**WRITTEN REQUEST**
Copy the data word for word from its beginning through the line containing "[[[282,188],[281,41],[74,22],[7,40],[7,174],[38,176],[8,188]]]", including that line. Leave the picture out of your copy.

**STORED DATA**

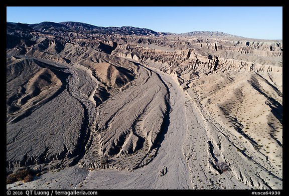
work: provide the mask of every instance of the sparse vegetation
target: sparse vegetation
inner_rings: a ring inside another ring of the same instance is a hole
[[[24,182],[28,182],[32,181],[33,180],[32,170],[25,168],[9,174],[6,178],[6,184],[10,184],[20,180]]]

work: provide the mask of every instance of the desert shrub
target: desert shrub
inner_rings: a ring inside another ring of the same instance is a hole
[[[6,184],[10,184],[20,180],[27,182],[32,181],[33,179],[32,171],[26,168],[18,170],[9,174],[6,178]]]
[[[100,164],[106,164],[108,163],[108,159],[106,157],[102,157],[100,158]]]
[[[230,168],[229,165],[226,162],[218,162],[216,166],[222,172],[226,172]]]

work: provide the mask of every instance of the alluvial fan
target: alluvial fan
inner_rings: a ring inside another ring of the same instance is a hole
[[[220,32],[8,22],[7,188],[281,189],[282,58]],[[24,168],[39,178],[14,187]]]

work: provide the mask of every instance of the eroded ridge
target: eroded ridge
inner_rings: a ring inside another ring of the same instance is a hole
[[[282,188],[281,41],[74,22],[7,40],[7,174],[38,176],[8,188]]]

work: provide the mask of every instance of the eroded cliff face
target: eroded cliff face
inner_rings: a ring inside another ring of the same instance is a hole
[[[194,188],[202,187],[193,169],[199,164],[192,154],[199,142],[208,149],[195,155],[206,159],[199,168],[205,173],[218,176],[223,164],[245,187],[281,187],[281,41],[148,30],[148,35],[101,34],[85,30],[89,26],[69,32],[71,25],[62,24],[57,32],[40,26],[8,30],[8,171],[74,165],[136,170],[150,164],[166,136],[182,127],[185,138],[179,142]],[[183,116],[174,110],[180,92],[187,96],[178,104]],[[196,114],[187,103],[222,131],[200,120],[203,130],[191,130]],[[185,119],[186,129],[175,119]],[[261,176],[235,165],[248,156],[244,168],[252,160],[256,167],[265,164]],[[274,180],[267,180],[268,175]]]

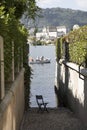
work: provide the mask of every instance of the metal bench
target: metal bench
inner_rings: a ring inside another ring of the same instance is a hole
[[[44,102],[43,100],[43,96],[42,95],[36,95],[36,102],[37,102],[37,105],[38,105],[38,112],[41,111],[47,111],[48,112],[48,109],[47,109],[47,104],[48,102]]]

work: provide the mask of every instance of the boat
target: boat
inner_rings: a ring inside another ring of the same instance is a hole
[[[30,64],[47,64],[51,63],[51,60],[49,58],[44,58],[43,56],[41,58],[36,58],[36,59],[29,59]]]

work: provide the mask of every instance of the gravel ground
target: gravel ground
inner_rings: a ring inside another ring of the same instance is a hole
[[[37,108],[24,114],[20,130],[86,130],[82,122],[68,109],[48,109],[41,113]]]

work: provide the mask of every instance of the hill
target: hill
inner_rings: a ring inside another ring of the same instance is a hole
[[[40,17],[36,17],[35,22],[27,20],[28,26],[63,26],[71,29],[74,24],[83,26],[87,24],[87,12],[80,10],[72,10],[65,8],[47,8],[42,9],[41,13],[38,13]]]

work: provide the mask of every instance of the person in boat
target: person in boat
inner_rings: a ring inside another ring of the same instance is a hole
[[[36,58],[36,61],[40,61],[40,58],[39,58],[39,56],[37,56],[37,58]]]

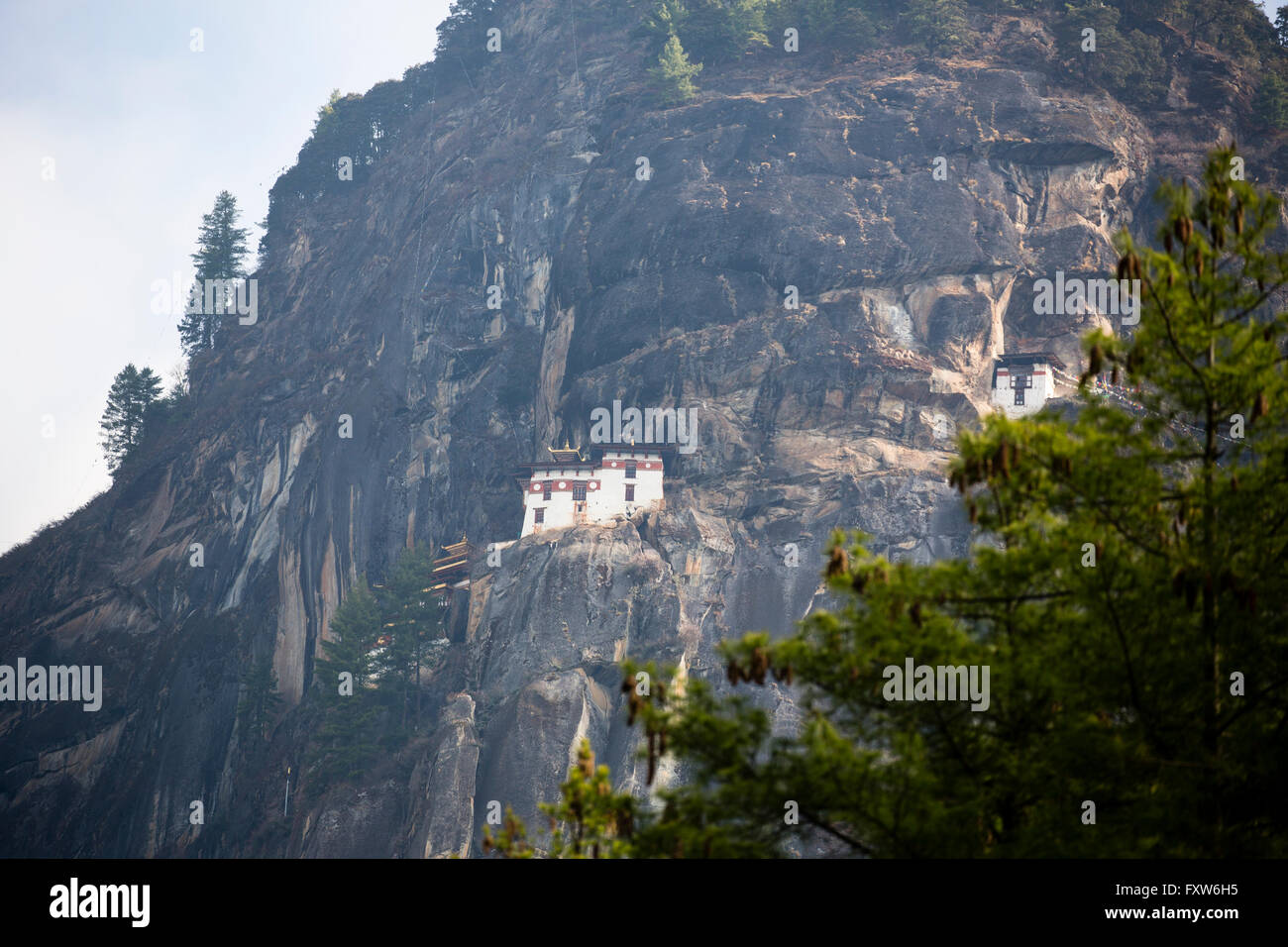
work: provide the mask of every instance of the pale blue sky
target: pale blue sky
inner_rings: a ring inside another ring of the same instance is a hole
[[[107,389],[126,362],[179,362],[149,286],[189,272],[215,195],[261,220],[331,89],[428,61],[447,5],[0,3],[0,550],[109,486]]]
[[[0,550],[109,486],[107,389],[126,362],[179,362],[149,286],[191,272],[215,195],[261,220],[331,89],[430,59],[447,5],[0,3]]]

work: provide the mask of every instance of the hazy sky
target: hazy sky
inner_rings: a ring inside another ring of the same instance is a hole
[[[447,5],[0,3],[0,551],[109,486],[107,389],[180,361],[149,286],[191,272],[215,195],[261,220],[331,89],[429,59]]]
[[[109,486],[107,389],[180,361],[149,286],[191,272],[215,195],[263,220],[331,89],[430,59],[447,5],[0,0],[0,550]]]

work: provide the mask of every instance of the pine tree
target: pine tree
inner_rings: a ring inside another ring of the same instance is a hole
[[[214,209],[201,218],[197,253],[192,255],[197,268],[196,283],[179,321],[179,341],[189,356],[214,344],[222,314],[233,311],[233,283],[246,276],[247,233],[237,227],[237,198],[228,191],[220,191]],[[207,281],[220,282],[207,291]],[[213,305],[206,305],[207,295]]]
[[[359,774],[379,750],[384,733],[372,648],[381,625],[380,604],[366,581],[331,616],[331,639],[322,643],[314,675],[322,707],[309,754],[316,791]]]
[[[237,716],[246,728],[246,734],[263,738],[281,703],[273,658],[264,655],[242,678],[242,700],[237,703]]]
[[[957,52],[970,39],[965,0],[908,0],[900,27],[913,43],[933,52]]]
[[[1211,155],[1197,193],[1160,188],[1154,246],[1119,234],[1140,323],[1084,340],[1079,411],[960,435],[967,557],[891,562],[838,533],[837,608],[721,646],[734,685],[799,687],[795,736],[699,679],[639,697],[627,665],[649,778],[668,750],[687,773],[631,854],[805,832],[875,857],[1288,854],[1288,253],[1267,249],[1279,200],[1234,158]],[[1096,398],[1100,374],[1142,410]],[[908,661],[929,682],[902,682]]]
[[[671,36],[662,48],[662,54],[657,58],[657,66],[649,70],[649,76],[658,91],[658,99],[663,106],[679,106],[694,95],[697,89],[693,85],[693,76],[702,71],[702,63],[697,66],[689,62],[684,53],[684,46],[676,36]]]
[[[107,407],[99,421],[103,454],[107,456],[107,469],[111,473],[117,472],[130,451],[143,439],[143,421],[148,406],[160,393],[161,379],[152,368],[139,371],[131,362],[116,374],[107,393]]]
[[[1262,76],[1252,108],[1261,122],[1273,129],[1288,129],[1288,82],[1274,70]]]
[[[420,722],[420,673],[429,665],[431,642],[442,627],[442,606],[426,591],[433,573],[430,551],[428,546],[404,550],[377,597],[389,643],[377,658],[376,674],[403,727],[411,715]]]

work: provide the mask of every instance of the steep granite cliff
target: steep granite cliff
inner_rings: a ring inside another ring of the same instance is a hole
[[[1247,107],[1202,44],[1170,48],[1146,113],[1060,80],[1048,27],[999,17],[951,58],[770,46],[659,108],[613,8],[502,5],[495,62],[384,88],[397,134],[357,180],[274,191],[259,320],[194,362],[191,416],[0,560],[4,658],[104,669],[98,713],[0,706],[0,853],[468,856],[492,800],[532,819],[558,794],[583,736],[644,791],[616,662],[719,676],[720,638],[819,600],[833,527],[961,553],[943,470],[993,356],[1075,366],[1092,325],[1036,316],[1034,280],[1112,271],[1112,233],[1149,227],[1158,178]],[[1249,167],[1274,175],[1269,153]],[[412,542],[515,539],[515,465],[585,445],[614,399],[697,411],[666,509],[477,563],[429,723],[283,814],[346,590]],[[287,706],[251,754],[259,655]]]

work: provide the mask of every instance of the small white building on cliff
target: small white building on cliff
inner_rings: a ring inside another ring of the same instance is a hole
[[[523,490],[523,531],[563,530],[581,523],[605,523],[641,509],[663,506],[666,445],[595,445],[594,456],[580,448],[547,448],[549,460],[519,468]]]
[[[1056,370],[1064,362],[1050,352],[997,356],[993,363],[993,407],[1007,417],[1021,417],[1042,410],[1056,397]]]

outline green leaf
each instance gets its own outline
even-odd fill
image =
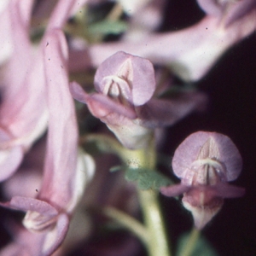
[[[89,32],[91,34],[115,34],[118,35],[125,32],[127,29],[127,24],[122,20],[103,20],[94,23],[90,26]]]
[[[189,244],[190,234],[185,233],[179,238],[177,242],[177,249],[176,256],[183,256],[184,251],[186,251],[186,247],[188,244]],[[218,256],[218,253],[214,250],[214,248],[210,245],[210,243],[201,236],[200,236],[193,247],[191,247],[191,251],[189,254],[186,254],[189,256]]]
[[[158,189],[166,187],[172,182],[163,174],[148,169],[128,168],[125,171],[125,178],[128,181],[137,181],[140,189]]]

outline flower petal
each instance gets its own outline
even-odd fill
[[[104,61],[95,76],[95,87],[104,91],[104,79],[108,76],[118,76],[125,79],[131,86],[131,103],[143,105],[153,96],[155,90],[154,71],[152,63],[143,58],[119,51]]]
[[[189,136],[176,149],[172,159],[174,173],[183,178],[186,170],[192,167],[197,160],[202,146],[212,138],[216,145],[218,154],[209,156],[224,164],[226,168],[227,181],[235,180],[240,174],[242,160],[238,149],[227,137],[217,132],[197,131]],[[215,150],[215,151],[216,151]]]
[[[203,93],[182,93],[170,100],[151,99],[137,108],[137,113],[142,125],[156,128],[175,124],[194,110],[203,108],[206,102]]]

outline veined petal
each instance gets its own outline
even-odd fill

**CORRECT RESPONSE**
work: provide the mask of every instance of the sparse vegetation
target: sparse vegetation
inner_rings: a ring inside another ring of the same instance is a hole
[[[24,182],[28,182],[32,181],[33,180],[32,170],[25,168],[9,174],[6,178],[6,184],[10,184],[20,180]]]

work: provide the mask of every instance of the desert shrub
target: desert shrub
inner_rings: a ring inside another ring of the same instance is a hole
[[[6,184],[10,184],[20,180],[27,182],[32,181],[33,179],[32,171],[26,168],[18,170],[9,174],[6,178]]]
[[[100,164],[106,164],[108,163],[108,159],[106,157],[102,157],[100,158]]]
[[[230,168],[229,165],[226,162],[218,162],[216,166],[222,172],[226,172]]]

work: provide the mask of every instance of the alluvial fan
target: alluvial fan
inner_rings: a ring inside another ring of the same instance is a hole
[[[220,32],[8,22],[7,188],[281,189],[282,58]],[[24,168],[39,178],[14,187]]]

work: provide the mask of every instance of the eroded ridge
target: eroded ridge
inner_rings: a ring inside another ring of the same instance is a hole
[[[282,188],[281,41],[74,22],[7,40],[7,174],[38,176],[8,188]]]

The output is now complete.